-------- EXTRAIT CITÉ --------
Allergie aux acariens de la poussière de maison
Un article du Service d'immunologie et d'allergie du CHUV |
La prévalence des allergies respiratoires a considérablement augmenté durant les dernières décennies. Toutes les études épidémiologiques effectuées à la fin des années 1990, tant en Suisse ( SAPALDIA, SCARPOL) qu’en Europe (ECRHS) ou dans le monde (ISAAC), ont montré que la prévalence des affections allergiques (rhino-conjonctivite, asthme, eczéma) a quasiment triplé, durant les 30 dernières années.
En Suisse, l’étude SAPALDIA a montré que l’atopie, définie comme la présence d’au moins un test cutané positif ou un dosage positif d’IgE spécifiques sériques à un allergène respiratoire, touche plus de 30% de la population adulte; le rhume des foins est retrouvé chez plus de 15% et l’asthme bronchique chez plus de 5% de cette même population
(cf. fig. 1).
Région |
Altitude |
Atopie (%) |
Pollinose (%) |
Asthme (%) |
Bâle |
277 |
38.7 |
18 |
6.1 |
Lugano |
280 |
39.3 |
15.5 |
4.4 |
Genève |
391 |
37.5 |
12 |
5.6 |
Aarau |
383 |
32.4 |
14.7 |
5.2 |
Davos |
1560 |
26.6 |
10.7 |
4.3 |
Montana |
1531 |
33.1 |
10.4 |
3.8 |
Bien que, dans les maladies allergiques, la composante familiale ou génétique est primordiale, une telle augmentation de la prévalence, sur une aussi courte période de temps, ne peut avoir une explication seulement génétique et les facteurs environnementaux sont vraisemblablement déterminants. Une des hypothèses évoquées est celle de la théorie dite «hygiénique»: celle-ci est basée sur le concept d’une stimulation déficitaire de notre système immunitaire par des agents infectieux, particulièrement dans les premiers mois de vie, qui orienterait notre réponse immunitaire vers une réponse de type allergique.
L’autre hypothèse évoquée serait celle du rôle de plus en plus marqué des allergènes domestiques (acariens, blattes, souris, animaux à poils…) dans cette augmentation de la prévalence des maladies allergiques. En effet, les changements apparus dans notre mode de vie (télévision, home cinéma, jeux vidéo, internet…) font que l’individu, de plus en plus sédentaire, passe la plupart de sa vie à l’intérieur de locaux et ceci est particulièrement vrai pour les enfants. Par ailleurs, les changements apportés également dans la manière de construire nos habitations (meilleure isolation, généralisation du chauffage central, utilisation extensive de moquettes, diminution des systèmes de ventilation au nom de la sacro-sainte épargne d’énergie…), favorisent la prolifération des allergènes domestiques et particulièrement des acariens.
L’allergie aux poussières de maison est reconnue, comme une entité clinique, depuis les années 1920. A l’époque, on évoquait la possibilité d’un allergène unique, mais indéterminé. Ce n’est que dans les années 1960 que les travaux du hollandais Voorhost ont permis d’identifier les acariens de la famille des pyroglyphides, surtout Dermotophagoïdes pteronyssinus et Dermatophagoïdes farinae (cf. fig. 2), comme la source des allergènes majeurs de la poussière de maison. Enfin, au début des années 1980, le groupe américain de Platts-Mills isolait certains de ces antigènes majeurs dans les selles de ces acariens.
-------- JEU DE DONNÉES --------
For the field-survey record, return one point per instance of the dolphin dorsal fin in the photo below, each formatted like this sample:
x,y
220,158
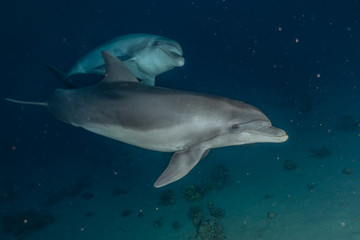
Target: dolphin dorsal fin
x,y
116,71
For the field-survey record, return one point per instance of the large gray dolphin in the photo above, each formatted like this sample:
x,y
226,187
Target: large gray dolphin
x,y
146,56
189,124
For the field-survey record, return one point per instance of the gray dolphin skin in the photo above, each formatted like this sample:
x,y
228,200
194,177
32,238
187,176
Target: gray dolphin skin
x,y
189,124
145,55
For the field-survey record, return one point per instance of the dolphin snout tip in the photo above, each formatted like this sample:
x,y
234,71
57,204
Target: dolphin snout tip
x,y
284,136
180,62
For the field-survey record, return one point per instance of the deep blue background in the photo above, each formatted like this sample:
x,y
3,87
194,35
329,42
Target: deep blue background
x,y
232,48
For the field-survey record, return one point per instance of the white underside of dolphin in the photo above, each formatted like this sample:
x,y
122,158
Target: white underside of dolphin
x,y
145,55
189,124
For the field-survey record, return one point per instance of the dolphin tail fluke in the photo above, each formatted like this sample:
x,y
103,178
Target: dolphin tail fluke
x,y
43,104
60,75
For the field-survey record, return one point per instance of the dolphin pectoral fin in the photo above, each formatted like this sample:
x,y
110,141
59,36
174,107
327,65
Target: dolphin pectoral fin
x,y
125,58
148,81
61,76
180,164
116,71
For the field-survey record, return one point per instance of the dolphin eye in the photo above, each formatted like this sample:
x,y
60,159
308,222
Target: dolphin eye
x,y
235,127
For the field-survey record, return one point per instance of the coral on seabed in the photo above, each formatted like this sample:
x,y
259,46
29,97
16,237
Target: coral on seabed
x,y
195,214
209,229
215,211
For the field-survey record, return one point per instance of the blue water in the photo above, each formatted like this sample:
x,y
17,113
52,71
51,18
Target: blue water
x,y
299,62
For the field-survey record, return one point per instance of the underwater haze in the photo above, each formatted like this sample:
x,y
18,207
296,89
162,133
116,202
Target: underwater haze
x,y
297,61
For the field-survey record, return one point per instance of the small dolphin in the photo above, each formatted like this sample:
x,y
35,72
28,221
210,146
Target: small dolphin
x,y
146,56
189,124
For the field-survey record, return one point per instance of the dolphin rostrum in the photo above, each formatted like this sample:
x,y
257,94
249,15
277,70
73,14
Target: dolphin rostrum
x,y
145,55
189,124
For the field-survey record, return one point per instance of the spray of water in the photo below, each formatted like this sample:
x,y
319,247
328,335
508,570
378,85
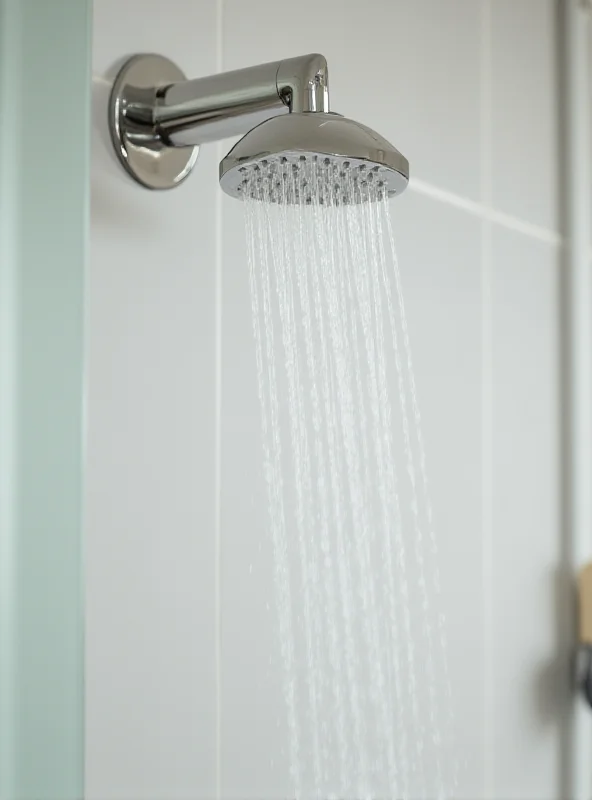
--------
◆ CONSIGNE ◆
Recopiez le passage de l'article sur l'allergie aux acariens, en commençant aux mots «L’allergie aux poussières» et en vous arrêtant après «de ces acariens.», mais en remplaçant «américain» par «britannique». Vous n'avez pas besoin des enregistrements.

◆ ZONE DE RÉPONSE ◆
L’allergie aux poussières de maison est reconnue, comme une entité clinique, depuis les années 1920. A l’époque, on évoquait la possibilité d’un allergène unique, mais indéterminé. Ce n’est que dans les années 1960 que les travaux du hollandais Voorhost ont permis d’identifier les acariens de la famille des pyroglyphides, surtout Dermotophagoïdes pteronyssinus et Dermatophagoïdes farinae (cf. fig. 2), comme la source des allergènes majeurs de la poussière de maison. Enfin, au début des années 1980, le groupe britannique de Platts-Mills isolait certains de ces antigènes majeurs dans les selles de ces acariens.